◆ Data extracts:
= Beginning of Section =
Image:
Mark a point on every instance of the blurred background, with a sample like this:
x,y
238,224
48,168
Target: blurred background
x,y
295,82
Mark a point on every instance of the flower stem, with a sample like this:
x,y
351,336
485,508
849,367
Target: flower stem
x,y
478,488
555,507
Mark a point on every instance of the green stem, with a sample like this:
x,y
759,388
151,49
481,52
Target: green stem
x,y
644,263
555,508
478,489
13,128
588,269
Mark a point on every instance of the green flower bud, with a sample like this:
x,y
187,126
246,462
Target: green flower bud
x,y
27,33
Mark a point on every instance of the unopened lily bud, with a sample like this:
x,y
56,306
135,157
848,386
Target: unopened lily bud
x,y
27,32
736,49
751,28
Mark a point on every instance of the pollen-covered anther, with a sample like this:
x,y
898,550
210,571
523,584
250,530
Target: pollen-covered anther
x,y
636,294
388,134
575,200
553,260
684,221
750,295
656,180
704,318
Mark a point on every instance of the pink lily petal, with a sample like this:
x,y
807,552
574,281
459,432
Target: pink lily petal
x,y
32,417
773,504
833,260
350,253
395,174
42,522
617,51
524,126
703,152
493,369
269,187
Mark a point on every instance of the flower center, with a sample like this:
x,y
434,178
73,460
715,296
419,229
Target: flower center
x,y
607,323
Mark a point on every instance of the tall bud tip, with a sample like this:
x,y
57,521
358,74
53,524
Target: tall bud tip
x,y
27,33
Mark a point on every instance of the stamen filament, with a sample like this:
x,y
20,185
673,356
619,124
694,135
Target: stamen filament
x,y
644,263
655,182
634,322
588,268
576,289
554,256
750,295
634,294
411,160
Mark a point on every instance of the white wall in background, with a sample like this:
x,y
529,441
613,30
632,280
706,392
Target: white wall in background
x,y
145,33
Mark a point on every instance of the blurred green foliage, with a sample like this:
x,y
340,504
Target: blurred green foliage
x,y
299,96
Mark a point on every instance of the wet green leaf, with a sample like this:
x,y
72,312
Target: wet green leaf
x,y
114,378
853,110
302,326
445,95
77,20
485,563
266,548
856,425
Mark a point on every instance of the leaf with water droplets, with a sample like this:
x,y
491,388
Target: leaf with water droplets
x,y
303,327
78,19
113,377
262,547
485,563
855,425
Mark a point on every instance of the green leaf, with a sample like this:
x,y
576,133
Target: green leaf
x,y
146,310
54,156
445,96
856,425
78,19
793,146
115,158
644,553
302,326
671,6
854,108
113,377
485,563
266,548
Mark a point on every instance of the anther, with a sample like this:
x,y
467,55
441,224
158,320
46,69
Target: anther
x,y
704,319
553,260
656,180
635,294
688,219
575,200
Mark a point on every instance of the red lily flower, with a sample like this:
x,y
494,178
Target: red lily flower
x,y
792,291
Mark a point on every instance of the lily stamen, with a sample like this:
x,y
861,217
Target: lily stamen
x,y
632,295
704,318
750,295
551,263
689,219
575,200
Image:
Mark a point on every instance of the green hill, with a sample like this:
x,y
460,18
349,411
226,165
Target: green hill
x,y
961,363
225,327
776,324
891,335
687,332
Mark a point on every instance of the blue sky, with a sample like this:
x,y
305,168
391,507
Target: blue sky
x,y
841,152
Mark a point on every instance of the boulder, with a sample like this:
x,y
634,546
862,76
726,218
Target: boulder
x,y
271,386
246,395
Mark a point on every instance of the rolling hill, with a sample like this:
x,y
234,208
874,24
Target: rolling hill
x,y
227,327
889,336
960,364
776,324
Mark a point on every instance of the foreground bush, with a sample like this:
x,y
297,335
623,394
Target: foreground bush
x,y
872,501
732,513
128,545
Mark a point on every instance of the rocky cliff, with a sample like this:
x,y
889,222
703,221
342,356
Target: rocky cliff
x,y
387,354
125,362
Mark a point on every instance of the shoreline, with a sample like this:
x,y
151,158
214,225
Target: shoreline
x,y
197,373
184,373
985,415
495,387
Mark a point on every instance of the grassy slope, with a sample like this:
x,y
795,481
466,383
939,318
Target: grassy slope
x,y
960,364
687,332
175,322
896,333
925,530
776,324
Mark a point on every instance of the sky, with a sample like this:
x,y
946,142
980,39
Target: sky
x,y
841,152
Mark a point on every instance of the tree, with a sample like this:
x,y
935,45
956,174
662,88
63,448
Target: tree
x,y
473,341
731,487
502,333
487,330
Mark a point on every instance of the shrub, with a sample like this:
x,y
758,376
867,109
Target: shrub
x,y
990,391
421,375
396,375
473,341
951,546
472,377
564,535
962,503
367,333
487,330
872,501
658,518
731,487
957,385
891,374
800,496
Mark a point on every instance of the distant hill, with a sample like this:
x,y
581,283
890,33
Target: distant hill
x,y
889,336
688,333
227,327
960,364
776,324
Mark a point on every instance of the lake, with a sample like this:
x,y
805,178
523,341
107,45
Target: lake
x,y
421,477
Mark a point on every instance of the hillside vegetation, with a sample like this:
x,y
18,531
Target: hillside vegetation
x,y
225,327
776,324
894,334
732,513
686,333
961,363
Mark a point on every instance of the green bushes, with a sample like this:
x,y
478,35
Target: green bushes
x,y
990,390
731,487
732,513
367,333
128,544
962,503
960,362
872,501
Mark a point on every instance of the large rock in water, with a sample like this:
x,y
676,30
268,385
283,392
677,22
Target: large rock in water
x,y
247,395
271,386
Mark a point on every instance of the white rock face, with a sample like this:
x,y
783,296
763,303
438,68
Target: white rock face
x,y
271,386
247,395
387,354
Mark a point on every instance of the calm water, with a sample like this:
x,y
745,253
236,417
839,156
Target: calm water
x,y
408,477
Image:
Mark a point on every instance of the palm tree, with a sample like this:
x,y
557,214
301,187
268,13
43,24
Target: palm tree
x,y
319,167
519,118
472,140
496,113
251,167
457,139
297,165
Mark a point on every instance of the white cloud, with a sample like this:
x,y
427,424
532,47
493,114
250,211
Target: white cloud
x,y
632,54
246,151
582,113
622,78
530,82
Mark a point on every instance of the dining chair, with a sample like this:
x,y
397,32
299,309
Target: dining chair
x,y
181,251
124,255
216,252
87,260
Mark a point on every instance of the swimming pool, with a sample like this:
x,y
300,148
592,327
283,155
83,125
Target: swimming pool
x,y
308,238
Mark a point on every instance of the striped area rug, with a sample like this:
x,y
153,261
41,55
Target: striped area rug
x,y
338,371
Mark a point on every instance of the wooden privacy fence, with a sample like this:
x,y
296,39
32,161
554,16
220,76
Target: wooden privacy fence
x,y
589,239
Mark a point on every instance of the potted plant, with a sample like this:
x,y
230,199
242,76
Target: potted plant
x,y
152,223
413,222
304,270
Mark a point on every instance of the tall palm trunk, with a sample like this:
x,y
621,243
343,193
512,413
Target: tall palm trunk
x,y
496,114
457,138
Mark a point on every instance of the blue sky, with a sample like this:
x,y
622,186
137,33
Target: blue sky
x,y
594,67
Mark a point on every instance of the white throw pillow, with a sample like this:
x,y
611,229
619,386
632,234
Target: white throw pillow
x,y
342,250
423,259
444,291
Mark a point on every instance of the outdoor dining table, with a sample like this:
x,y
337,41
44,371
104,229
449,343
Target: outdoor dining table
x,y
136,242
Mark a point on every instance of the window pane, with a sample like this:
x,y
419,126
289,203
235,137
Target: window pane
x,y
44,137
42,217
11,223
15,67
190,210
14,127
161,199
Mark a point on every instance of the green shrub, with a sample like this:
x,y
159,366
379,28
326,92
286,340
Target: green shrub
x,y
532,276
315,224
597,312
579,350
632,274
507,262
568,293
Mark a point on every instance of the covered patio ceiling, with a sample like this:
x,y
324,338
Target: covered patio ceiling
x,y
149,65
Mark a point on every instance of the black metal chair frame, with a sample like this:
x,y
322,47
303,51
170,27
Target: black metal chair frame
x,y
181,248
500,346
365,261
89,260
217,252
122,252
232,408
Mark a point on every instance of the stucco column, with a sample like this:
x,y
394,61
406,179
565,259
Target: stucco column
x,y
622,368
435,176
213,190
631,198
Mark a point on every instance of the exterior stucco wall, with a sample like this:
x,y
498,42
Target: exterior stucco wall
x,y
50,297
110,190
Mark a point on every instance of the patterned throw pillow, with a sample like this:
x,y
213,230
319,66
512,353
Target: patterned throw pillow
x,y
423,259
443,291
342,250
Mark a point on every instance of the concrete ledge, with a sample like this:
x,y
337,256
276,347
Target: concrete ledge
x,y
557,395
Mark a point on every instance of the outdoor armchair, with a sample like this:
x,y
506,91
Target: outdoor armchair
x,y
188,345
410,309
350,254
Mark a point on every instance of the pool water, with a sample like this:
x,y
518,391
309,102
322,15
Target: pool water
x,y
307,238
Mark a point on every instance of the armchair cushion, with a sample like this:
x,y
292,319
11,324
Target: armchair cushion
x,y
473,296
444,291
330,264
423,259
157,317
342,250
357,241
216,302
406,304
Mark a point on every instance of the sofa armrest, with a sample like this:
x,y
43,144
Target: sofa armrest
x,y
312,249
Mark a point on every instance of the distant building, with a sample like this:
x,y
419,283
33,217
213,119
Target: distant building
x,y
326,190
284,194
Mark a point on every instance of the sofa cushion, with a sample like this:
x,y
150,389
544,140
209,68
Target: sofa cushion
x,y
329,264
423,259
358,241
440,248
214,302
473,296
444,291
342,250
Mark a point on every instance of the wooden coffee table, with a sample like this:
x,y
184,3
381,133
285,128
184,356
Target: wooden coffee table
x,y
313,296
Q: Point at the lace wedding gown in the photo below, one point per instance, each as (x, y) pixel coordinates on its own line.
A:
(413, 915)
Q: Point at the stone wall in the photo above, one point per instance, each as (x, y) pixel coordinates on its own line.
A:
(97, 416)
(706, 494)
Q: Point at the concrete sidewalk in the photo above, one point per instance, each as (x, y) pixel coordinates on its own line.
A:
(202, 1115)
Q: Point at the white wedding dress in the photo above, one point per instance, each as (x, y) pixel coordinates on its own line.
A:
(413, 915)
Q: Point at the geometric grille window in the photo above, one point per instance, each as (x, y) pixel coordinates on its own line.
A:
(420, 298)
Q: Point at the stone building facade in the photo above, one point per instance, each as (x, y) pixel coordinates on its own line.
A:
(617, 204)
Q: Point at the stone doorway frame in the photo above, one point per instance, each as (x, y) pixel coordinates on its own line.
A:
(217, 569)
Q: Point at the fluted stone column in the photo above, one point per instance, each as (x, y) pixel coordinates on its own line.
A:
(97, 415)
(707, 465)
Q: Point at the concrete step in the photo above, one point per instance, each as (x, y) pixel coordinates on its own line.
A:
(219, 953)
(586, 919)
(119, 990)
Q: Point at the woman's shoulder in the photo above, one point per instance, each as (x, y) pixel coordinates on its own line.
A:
= End of Section =
◆ Task directions: Across the data, count every line where the string "above" turns up, then write only that count.

◆ Exercise solution: 9